# Spiders



## HTQM (May 31, 2006)

Need some advice on ridding the Roo of spiders.

Just returned from a ten day camp. While camping and as the days rolled on we began to notice more "bite" marks on the boys, not bad but you could tell they weren't misquito or horse fly. We had sprayed the site before setting up and kept the kids coated with Off.

We returned home, unloaded and planned on taking the OB back to storage the next day. DW did a quick look thru before hooking up for the trip to storage.... she ran out faster than I've ever seen, lost her shoes in the journey, screaming "HUGE spider". I went in to check and sure enough, not only did it have a web that covered the whole rear slide (I kid you not), it was wearing her shoes. Not only that, in one night it managed to finish off my beer and break out the Bloody Mary makings. I'm here to tell ya, it was big and I think it was packing heat (pretty sure I saw a model 1911 .45).

I bought bug bombs. I was going to shutt off the gas, tape the detectors and light off the bombs and let the whole rig sit for a day or two.
--- --- ---
**TASK BRIEF**
In the forum post about spiders, list each step the poster planned in order to use the bug bombs. The lines after this come from a different source.

**GIVEN DATA**
--- --- ---
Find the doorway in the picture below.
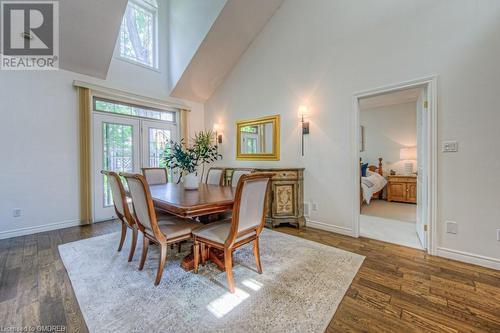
--- --- ---
**WORKED SOLUTION**
1. Shut off the gas.
2. Tape the detectors.
3. Set off the bombs.
4. Let the whole rig sit for a day or two.